* [GOAL OF THE EXERCISE]:
Put everything in the listing below, from its start down to the line containing "negative clicks: (349, 76) (336, 58)", into a numbered list, leaving out blank lines and pictures.

-- EXERCISE MATERIALS follows --

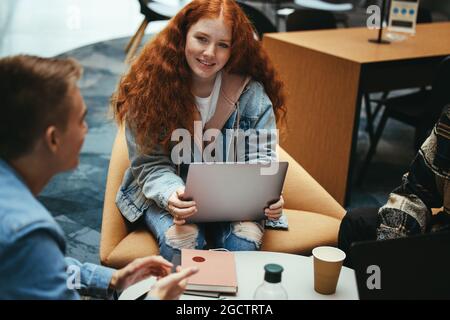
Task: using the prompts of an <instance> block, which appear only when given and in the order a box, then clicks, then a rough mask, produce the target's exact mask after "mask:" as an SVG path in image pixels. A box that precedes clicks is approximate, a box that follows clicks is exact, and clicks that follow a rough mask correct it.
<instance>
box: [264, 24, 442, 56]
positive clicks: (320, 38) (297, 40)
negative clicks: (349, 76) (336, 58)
mask: <svg viewBox="0 0 450 320" xmlns="http://www.w3.org/2000/svg"><path fill="white" fill-rule="evenodd" d="M377 33H378V30H369V29H368V28H348V29H336V30H318V31H301V32H282V33H273V34H267V35H264V37H267V38H273V39H278V40H280V41H284V42H288V43H291V44H294V45H297V46H301V47H305V48H309V49H311V50H316V51H319V52H324V53H327V54H329V55H333V56H336V57H340V58H343V59H347V60H351V61H355V62H359V63H371V62H381V61H395V60H403V59H415V58H423V57H434V56H445V55H449V54H450V40H449V39H450V22H441V23H426V24H420V25H418V26H417V33H416V35H415V36H412V37H409V38H408V39H407V40H405V41H402V42H393V43H391V44H389V45H379V44H373V43H369V42H368V41H367V40H368V39H372V38H376V37H377Z"/></svg>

-- EXERCISE MATERIALS concluded --

* [WRITTEN SOLUTION]:
1. Task: using the prompts of an <instance> block, which appear only when given and in the order a box, then clicks, then a rough mask, produce the target's exact mask after "mask:" as an SVG path in image pixels. A box that precedes clicks is approximate, a box that follows clicks is exact, and clicks that follow a rough mask correct it.
2. <instance>
3. box: [264, 24, 442, 56]
4. positive clicks: (320, 38) (297, 40)
5. negative clicks: (349, 76) (336, 58)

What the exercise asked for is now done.